— Stated task —
From the line containing "like x=5, y=52." down to the last line of the records below, copy every line exactly. Leave out everything before it.
## begin Listed entries
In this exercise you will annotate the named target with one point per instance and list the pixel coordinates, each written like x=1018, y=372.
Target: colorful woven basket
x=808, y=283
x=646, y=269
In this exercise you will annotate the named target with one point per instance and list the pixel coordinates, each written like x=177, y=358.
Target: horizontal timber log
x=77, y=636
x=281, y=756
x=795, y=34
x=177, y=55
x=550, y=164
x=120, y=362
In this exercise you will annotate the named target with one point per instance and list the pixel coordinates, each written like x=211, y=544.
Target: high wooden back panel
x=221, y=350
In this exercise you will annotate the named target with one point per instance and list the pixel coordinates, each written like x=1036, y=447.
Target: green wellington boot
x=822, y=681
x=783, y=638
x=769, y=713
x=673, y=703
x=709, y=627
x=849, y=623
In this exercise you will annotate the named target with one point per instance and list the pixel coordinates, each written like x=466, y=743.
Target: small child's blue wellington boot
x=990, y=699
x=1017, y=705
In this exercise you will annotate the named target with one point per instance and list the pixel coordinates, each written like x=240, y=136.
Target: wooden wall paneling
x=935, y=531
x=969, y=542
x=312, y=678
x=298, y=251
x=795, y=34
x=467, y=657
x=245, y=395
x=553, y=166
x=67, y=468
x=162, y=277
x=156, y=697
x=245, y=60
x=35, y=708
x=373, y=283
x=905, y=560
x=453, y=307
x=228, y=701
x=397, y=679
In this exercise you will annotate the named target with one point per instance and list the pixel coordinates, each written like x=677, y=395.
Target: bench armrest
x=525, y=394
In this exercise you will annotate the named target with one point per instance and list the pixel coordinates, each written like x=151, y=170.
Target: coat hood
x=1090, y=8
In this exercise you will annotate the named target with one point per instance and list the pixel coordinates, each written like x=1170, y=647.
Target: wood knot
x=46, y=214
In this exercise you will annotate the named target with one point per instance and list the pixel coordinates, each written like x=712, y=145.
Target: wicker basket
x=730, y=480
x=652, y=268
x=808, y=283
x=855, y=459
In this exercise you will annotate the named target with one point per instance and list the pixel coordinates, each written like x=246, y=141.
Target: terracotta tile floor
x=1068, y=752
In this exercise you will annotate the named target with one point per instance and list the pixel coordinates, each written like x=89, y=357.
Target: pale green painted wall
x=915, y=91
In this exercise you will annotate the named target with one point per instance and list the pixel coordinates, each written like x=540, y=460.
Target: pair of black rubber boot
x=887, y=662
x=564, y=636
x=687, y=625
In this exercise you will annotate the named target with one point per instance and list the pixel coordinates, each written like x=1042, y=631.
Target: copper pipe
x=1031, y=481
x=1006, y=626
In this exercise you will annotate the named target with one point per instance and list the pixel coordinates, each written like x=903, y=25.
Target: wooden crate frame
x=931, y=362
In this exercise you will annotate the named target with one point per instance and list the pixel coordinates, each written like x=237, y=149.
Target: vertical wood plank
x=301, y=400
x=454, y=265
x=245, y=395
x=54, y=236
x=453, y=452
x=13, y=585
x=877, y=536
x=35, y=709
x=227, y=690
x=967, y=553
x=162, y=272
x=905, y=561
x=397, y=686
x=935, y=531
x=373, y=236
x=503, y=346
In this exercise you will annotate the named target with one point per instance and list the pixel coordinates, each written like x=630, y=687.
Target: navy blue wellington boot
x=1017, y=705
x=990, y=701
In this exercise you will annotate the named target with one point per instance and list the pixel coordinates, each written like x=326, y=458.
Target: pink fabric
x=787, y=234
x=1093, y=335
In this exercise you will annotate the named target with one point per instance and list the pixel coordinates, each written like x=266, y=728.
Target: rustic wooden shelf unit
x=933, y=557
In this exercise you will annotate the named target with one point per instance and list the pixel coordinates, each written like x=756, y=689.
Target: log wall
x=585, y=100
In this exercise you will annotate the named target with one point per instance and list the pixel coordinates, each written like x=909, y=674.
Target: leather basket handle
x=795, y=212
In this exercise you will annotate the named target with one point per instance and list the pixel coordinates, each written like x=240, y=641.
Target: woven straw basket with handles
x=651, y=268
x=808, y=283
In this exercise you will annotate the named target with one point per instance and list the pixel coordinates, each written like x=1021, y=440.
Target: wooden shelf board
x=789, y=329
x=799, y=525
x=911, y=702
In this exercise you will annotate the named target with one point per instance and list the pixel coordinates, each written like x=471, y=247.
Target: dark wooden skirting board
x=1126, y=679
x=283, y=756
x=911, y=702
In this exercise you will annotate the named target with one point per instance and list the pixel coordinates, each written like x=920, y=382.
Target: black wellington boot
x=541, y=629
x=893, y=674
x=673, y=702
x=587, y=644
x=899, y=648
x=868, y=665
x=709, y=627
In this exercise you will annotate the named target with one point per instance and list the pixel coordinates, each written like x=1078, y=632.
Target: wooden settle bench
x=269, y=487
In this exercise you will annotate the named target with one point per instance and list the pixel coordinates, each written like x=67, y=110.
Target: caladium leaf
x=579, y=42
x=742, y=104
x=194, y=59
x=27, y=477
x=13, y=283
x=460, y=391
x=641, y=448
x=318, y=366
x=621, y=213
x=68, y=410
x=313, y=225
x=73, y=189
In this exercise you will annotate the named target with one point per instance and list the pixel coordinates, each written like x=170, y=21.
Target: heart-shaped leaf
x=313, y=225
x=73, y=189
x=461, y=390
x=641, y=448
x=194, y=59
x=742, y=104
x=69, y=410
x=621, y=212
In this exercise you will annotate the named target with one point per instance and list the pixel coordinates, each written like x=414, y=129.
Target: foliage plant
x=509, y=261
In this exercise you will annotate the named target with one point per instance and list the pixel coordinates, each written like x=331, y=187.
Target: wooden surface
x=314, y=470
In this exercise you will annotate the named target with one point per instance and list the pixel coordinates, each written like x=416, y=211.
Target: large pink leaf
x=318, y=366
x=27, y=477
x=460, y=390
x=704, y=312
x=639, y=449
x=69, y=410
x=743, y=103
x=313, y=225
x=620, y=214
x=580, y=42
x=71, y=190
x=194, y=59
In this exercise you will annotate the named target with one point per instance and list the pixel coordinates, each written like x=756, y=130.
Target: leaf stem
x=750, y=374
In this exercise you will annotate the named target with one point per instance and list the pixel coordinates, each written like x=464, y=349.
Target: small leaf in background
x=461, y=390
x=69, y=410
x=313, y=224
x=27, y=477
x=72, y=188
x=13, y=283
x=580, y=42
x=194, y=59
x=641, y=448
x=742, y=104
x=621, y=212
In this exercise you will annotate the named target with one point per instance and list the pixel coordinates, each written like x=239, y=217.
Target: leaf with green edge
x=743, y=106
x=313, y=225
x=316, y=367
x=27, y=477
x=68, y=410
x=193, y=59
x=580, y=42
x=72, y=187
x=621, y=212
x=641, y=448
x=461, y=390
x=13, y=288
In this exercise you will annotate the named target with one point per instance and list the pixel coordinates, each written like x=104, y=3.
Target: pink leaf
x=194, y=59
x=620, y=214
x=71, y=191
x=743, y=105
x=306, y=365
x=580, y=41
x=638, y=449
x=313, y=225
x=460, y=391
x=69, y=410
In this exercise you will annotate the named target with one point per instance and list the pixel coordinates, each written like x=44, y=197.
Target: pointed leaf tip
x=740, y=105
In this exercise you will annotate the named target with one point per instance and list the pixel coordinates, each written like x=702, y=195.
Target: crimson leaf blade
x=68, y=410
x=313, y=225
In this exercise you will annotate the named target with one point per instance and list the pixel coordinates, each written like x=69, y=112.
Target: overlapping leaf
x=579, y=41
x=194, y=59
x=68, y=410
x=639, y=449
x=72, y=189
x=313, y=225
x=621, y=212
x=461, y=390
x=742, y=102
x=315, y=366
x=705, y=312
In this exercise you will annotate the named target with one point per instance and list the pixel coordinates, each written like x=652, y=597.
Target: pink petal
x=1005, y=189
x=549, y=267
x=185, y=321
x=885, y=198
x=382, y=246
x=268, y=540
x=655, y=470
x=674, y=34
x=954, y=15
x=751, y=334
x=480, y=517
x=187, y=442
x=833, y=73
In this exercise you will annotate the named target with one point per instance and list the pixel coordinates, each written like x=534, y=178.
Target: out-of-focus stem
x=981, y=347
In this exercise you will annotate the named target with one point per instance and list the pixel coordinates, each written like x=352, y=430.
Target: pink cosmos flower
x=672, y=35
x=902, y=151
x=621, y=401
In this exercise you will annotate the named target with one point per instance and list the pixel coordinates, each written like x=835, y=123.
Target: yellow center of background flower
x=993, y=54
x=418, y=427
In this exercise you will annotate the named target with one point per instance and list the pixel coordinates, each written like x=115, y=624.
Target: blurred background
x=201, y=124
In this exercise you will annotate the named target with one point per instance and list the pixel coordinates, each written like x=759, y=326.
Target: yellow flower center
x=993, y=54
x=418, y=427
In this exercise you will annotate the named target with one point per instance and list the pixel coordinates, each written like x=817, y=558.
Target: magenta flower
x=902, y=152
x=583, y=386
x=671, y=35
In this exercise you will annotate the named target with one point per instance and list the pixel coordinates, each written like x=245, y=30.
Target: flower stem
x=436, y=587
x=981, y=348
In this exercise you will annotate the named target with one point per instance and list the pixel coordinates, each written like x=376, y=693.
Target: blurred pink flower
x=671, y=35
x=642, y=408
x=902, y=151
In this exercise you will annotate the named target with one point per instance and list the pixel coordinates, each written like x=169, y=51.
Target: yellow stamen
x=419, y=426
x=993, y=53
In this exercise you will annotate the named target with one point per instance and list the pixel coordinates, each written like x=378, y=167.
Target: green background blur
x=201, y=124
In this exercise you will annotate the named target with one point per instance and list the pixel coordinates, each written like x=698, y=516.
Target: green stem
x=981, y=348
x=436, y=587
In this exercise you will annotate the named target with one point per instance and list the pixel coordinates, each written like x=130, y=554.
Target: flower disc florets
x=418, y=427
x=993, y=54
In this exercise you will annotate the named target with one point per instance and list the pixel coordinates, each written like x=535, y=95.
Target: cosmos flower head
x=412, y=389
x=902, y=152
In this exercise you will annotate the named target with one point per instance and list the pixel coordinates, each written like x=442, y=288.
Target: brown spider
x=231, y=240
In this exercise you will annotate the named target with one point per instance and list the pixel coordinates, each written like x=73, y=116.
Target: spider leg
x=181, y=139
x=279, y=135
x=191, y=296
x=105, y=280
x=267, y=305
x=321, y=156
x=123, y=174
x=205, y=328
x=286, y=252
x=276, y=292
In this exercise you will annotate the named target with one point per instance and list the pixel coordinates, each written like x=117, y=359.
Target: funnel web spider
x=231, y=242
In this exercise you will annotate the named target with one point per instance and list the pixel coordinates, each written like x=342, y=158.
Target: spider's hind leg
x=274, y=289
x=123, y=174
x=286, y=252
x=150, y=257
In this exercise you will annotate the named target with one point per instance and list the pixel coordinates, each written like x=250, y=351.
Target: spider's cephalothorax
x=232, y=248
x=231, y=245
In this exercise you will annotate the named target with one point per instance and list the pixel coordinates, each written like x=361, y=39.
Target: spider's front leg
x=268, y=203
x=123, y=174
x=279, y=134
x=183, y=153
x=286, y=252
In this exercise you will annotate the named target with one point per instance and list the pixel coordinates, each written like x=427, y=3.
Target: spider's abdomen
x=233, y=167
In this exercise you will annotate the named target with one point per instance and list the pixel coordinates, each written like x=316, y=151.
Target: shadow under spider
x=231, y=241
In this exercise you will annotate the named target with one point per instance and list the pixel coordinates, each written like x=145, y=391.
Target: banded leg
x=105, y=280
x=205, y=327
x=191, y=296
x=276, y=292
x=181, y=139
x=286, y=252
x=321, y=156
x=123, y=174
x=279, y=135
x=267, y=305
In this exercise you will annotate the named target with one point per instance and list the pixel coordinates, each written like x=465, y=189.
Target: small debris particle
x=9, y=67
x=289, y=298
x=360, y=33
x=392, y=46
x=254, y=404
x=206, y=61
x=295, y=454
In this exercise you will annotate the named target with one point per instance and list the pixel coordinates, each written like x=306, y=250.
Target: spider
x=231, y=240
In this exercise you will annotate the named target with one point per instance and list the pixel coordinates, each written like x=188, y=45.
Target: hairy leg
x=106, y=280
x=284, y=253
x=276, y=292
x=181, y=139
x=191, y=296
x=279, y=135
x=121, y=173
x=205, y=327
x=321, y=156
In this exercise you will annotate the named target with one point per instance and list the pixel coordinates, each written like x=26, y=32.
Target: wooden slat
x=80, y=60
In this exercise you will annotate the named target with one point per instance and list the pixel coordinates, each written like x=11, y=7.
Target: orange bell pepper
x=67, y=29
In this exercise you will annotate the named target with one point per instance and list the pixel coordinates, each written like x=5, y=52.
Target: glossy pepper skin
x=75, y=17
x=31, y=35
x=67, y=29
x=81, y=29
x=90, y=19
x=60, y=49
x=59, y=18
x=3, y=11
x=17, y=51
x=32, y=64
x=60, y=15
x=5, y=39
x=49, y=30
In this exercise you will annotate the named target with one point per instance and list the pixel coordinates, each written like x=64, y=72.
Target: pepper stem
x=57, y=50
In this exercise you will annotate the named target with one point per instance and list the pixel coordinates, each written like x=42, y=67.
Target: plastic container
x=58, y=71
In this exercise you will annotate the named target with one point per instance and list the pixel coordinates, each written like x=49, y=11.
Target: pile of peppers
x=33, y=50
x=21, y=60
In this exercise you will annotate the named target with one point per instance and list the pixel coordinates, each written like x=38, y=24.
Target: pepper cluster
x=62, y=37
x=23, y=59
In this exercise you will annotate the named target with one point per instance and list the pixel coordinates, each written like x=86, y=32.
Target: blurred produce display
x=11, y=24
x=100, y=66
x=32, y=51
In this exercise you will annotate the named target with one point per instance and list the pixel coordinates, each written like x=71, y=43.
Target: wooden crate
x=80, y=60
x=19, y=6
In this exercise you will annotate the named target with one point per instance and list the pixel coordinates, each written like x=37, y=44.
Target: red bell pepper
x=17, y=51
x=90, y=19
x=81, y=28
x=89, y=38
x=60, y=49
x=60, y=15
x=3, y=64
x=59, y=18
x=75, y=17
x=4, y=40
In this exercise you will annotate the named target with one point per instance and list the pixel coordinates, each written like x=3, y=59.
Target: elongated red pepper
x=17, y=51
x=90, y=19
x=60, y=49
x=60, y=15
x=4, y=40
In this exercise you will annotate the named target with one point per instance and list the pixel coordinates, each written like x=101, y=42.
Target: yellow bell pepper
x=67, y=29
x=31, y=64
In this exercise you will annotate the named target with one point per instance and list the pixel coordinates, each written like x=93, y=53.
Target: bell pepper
## end Listed entries
— Response to the exercise —
In this exercise you will annotate the named target with one point per instance and list the pixel coordinates, each written like x=5, y=52.
Target: glossy pepper skin
x=75, y=17
x=31, y=35
x=67, y=29
x=81, y=29
x=90, y=19
x=60, y=49
x=59, y=18
x=3, y=11
x=17, y=51
x=32, y=64
x=60, y=15
x=5, y=39
x=49, y=30
In this exercise you will annotate the named target with one point per instance and list the pixel coordinates, each written like x=64, y=72.
Target: pepper stem
x=57, y=50
In this exercise you will annotate the named target with one point per instance and list the pixel coordinates, each written like x=42, y=67.
Target: plastic container
x=58, y=71
In this exercise you will annotate the named target with one point per instance and list the pixel coordinates, each written like x=49, y=11.
Target: pile of peppers
x=33, y=50
x=21, y=60
In this exercise you will annotate the named target with one point per instance and list the pixel coordinates, each written like x=38, y=24.
Target: pepper cluster
x=62, y=37
x=23, y=59
In this exercise you will annotate the named target with one point per instance and list the pixel coordinates, each written like x=86, y=32.
Target: blurred produce display
x=11, y=24
x=100, y=66
x=32, y=51
In this exercise you will annotate the named target with one point per instance and list the pixel coordinates, each written like x=71, y=43.
Target: wooden crate
x=80, y=60
x=19, y=6
In this exercise you will annotate the named target with one point per instance and list the pixel coordinates, each written like x=37, y=44.
Target: red bell pepper
x=17, y=51
x=90, y=19
x=81, y=28
x=89, y=38
x=60, y=49
x=60, y=15
x=3, y=64
x=59, y=18
x=75, y=17
x=4, y=40
In this exercise you will annotate the named target with one point per instance and list the pixel coordinates, each written like x=3, y=59.
Target: elongated red pepper
x=17, y=51
x=90, y=19
x=60, y=49
x=60, y=15
x=4, y=40
In this exercise you will annotate the named target with one point per instance and list the pixel coordinates, each written like x=101, y=42.
Target: yellow bell pepper
x=67, y=29
x=31, y=64
In this exercise you will annotate the named target with one point per instance and list the pixel coordinates, each written like x=93, y=53.
Target: bell pepper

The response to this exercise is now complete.